Data excerpts:
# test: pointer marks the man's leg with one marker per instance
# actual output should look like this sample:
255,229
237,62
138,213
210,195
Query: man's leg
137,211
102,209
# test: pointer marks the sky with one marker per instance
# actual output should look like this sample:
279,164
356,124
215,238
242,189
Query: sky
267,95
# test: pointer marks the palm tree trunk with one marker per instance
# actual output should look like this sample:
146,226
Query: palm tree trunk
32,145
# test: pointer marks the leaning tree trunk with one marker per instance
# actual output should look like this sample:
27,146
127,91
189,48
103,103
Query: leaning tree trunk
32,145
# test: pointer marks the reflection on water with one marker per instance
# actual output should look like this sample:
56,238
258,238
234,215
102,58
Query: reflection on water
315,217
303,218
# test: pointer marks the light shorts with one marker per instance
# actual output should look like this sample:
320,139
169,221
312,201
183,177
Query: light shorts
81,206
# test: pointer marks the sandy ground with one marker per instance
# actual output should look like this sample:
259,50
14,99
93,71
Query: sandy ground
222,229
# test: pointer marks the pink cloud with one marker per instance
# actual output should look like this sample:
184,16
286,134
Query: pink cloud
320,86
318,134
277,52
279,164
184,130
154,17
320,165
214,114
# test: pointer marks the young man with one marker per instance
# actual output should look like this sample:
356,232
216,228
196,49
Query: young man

◆ **Exercise instructions**: How many of the lines in the records above include the word "marker"? State that number alone.

◆ **Answer**: 9